_Trecho selecionado_
####################
EMENTA: Direito Constitucional e Administrativo. Moralidade administrativa. Norma-princípio. Valoração legal. Segurança jurídica. Ética da legalidade
Palavras-chaves: Moralidade administrativa. Probidade. Legalidade. Segurança jurídica. Discricionariedade. Poder de escolha. Controle.
A Constituição Federal previu, no caput do art. 37 a moralidade, como um dos princípios regentes da Administração Pública brasileira. Previu também, em diversos outros dispositivos, como art. 5º, LXXIII, art. 37, art. 55, II e art. 85, V, referências à moralidade, em setores específicos. Da forma como foi enunciada no texto constitucional, a moralidade constitui uma norma-princípio, que, como tal, deve ser aplicada na melhor medida possível, diante das possibilidades fáticas e jurídicas existentes.
Esta aí a maior dificuldade em sua aplicação: como não há um suporte fático e uma sanção correspondente, como ocorre com as regras (por exemplo, art. 121 do Código Penal que diz que matar alguém implica pena de reclusão de 6 a 20 anos), há uma gama variedade de hipóteses em afirmar o que é moral do ponto de vista da Administração Pública, afinal a moralidade se aplica, como todo princípio, mediante ponderação, “na melhor medida possível”.
Alexandre Santos de Aragão[1] diz que a moralidade administrativa é “um dos princípios de mais complexa definição. A expressão verbal de uma noção tão abstrata como a ‘moralidade’ aplicada a uma área específica da atuação humana – a gestão pública – é um desafio”.
A moralidade foi inserida como princípio setorial em diversas leis, abrindo espaço para o controle da Administração Pública, mediante a valoração do que é, ou não, moral na sua gestão.
####################
_Material fornecido_
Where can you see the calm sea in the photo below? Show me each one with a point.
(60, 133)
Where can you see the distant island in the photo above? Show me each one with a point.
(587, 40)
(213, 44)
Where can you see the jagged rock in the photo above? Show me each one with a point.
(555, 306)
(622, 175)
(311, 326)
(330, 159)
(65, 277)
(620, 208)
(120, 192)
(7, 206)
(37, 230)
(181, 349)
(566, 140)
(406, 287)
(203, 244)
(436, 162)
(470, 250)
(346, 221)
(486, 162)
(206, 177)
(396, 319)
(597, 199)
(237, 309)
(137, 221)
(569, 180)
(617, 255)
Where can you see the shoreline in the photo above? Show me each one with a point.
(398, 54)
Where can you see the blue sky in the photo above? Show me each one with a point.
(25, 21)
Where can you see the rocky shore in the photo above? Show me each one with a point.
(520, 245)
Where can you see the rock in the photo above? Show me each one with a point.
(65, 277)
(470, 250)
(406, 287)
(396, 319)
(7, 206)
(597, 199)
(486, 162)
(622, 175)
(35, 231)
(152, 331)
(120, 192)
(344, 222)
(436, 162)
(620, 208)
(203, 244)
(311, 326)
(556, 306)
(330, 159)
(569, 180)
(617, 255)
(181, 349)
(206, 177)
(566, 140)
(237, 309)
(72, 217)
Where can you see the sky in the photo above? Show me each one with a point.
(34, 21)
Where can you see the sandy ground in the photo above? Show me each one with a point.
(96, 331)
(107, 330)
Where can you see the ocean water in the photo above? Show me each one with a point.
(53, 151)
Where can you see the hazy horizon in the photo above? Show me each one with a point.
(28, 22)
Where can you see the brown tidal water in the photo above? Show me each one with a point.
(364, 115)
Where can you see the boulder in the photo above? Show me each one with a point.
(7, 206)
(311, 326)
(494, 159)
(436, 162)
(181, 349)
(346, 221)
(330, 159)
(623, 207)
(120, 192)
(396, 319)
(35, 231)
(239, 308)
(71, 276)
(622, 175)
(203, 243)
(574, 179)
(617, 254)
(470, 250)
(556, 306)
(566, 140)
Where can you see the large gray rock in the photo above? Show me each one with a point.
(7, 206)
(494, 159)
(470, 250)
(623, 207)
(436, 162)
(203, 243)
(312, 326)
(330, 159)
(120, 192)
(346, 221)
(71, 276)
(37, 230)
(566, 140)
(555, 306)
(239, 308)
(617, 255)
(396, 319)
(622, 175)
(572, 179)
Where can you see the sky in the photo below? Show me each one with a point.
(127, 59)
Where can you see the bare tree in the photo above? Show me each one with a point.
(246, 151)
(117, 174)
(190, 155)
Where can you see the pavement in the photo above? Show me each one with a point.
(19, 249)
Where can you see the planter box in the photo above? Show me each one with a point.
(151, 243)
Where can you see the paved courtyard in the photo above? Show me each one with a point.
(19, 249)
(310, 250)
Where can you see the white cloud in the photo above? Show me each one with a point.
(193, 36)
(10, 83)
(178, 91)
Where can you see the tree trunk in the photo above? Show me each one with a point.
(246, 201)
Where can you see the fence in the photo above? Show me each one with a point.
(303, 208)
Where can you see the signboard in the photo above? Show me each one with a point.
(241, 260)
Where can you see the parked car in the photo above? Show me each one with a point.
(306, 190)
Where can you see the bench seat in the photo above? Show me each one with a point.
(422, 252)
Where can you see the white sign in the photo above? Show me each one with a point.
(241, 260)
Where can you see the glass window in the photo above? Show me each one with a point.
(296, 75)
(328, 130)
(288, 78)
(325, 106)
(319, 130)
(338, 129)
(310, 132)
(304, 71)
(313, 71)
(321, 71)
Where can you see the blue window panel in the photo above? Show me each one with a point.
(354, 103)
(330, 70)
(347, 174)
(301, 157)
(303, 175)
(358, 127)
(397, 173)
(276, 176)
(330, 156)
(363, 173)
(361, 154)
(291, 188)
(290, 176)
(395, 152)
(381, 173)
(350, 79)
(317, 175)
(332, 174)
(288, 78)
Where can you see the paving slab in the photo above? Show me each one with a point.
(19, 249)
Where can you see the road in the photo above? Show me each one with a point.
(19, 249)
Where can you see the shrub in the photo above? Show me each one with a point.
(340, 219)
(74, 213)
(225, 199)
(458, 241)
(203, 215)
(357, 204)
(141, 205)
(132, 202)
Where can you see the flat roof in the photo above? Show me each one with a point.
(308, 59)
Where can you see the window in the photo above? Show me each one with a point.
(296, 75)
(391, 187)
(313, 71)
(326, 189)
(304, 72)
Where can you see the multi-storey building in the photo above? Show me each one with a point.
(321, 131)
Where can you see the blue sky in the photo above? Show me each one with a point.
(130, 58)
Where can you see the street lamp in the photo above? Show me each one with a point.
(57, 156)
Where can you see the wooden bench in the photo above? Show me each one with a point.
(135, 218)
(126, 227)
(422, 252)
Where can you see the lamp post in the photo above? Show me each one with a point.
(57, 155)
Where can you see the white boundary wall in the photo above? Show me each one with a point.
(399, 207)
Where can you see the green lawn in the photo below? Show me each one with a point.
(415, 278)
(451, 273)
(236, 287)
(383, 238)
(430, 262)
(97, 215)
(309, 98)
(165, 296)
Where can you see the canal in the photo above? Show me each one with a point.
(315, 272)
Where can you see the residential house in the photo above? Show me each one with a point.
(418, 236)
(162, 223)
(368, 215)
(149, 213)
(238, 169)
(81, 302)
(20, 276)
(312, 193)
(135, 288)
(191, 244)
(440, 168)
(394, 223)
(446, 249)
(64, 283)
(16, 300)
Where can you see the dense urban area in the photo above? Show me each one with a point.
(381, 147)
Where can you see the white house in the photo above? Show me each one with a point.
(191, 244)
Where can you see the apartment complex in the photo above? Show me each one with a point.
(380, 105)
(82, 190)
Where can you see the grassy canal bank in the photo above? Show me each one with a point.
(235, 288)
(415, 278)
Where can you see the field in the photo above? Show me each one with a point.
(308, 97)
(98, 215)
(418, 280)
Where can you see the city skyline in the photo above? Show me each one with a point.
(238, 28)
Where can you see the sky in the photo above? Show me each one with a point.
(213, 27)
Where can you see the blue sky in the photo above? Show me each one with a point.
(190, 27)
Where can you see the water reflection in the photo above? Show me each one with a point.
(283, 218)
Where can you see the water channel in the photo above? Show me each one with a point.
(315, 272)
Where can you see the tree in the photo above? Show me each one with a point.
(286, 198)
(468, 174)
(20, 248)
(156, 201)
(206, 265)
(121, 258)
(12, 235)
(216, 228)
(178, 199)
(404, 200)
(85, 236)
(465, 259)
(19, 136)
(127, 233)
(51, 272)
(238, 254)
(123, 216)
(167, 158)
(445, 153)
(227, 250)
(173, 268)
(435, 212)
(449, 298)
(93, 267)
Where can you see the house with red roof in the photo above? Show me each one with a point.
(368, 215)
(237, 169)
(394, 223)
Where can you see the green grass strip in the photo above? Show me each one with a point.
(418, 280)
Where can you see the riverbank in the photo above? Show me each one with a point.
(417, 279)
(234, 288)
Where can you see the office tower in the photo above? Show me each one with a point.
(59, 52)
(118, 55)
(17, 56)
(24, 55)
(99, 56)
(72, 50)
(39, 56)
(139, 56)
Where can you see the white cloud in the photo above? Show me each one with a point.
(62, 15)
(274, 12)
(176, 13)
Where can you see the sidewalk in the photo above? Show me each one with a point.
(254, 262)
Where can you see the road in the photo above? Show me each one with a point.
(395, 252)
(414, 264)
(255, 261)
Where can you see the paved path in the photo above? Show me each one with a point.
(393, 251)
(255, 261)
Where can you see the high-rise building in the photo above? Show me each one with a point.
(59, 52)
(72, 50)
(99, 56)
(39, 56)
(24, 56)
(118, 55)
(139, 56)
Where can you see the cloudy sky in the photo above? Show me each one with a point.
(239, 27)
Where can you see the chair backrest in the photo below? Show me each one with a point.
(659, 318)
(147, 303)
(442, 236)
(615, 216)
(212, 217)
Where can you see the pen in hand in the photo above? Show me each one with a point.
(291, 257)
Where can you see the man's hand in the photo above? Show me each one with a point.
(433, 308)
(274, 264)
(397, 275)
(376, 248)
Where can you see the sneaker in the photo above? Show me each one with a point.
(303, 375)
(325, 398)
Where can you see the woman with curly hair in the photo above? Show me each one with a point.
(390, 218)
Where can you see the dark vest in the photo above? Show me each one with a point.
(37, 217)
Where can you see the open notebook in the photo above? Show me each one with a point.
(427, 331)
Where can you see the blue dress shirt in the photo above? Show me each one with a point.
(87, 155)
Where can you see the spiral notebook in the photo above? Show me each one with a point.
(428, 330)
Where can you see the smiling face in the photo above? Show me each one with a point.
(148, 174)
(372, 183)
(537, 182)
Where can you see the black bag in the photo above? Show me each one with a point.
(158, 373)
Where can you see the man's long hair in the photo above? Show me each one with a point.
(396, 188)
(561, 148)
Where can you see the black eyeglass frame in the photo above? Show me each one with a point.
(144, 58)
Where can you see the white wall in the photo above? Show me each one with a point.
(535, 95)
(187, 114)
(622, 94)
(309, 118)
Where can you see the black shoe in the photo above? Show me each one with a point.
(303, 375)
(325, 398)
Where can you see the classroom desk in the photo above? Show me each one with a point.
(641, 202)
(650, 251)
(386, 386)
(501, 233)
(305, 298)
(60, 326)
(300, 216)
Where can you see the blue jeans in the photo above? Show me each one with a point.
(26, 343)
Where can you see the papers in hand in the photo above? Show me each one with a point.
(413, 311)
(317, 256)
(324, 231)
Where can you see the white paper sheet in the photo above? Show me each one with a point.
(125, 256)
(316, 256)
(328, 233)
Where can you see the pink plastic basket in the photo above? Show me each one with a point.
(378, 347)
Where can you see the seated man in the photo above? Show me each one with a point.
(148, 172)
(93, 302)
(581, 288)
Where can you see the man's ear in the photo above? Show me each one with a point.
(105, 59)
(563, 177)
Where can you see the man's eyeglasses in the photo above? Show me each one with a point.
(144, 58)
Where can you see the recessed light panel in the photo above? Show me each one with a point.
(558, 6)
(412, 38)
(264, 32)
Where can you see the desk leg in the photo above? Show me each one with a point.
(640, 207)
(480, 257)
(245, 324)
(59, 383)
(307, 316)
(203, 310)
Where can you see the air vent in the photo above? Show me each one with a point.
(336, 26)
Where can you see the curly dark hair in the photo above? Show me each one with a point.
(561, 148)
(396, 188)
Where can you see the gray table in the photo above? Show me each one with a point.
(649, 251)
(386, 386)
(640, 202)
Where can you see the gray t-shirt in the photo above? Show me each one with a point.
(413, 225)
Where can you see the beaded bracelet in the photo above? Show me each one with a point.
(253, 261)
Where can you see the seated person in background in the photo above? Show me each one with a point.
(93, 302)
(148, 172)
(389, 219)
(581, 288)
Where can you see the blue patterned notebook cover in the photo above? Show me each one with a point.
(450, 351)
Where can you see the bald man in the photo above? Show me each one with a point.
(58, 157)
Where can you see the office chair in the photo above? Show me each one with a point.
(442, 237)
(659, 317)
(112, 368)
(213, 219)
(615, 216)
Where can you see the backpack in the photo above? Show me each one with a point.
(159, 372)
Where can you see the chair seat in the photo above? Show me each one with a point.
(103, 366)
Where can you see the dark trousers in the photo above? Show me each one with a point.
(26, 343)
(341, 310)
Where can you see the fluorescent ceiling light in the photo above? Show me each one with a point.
####################
_O que fazer_
1. Encontre nos registros todas as linhas em que aparece a palavra "panel" e copie cada uma delas.
2. Escreva a parte seguinte do texto sobre moralidade administrativa, começando logo depois da última frase.
O texto sobre moralidade administrativa não tem nenhuma relação com os registros.

_Em resposta_
1.
Where can you see the blue window panel in the photo above? Show me each one with a point.
Where can you see the recessed light panel in the photo above? Show me each one with a point.

2.
O art. 9º da Lei nº 1.079/50, que define os crimes de responsabilidade, aponta o que entendeu como infrações contra a probidade administrativa; o art. 4º da Lei nº 8.429/92 tem a moralidade como regra de conduta do agente público, que pode ser sancionado, se não a observar, com as penas do ato de improbidade; o art. 3º da Lei nº 8.666/93 tem a moralidade como critério de julgamento de proposta nas licitações públicas; o art. 2º, IV, parágrafo único, da Lei nº 9.784/99 prevê a moralidade como parâmetro de atuação do Poder Público etc.
São muitas as leis que reproduzem, em nível infraconstitucional, o princípio da moralidade. Reside aí a importância de definir o conteúdo jurídico desse princípio e, por consequência, das formas como pode a Administração Pública ser controlada por ele.
Juarez Freitas[2] sustenta que, a partir da previsão da moralidade e da probidade no texto constitucional (art. 5º, LXXIII, art.37, art. 55, II e art. 85, V da CF) “resultam superadas antigas posturas que consideravam os juízes éticos como inteiramente desconectados ou estranhos à apreciação jurisdicional”.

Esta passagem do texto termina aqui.